◆ **Request**
Find every line in the entries below that contains the word "dark" and copy each of those lines in full.
Begin Provided data
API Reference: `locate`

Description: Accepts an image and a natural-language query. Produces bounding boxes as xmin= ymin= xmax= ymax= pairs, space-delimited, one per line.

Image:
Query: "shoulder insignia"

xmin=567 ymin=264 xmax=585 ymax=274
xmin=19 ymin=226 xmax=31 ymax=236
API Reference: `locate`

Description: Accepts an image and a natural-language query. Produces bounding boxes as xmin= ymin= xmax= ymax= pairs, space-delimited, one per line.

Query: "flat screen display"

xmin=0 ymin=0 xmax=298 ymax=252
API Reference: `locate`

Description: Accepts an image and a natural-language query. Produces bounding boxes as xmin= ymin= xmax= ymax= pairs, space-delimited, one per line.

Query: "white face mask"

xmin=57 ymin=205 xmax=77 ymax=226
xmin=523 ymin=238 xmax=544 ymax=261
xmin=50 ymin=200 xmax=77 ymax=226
End Provided data
Begin Provided data
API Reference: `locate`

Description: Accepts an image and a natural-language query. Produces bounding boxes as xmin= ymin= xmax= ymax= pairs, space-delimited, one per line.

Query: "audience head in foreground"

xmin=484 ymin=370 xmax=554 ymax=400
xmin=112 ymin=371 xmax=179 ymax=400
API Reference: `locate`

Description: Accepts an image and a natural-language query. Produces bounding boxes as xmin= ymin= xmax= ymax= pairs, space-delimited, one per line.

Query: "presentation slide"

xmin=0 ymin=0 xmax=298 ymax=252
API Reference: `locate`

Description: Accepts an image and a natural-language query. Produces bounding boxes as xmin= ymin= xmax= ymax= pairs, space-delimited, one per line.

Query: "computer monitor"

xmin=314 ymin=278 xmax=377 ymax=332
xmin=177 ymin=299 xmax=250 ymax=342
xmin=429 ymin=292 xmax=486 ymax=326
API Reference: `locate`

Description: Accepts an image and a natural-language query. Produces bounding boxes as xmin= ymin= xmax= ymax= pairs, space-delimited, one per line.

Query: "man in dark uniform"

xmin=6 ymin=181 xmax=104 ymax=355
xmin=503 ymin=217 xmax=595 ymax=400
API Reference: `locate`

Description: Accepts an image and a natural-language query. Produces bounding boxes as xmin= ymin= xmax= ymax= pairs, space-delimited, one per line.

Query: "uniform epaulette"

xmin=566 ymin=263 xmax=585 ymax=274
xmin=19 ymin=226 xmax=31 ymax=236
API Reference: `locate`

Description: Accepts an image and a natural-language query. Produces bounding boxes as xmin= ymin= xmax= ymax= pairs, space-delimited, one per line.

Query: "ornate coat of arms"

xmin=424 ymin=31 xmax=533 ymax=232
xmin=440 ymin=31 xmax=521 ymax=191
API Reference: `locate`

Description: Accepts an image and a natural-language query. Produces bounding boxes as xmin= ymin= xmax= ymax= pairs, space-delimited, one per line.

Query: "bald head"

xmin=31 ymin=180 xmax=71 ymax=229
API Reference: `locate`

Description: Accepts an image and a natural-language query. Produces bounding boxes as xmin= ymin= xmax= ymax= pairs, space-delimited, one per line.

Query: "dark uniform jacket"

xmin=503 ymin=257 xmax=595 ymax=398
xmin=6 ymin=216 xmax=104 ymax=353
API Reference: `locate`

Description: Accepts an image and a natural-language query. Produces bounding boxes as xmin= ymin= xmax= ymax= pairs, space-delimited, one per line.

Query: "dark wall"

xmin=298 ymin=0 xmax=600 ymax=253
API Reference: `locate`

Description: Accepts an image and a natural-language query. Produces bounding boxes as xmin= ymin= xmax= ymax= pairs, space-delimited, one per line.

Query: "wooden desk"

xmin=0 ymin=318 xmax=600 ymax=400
End Provided data
◆ **Solution to this problem**
Query: "man in dark uniform"
Query: "dark uniform jacket"
Query: "dark wall"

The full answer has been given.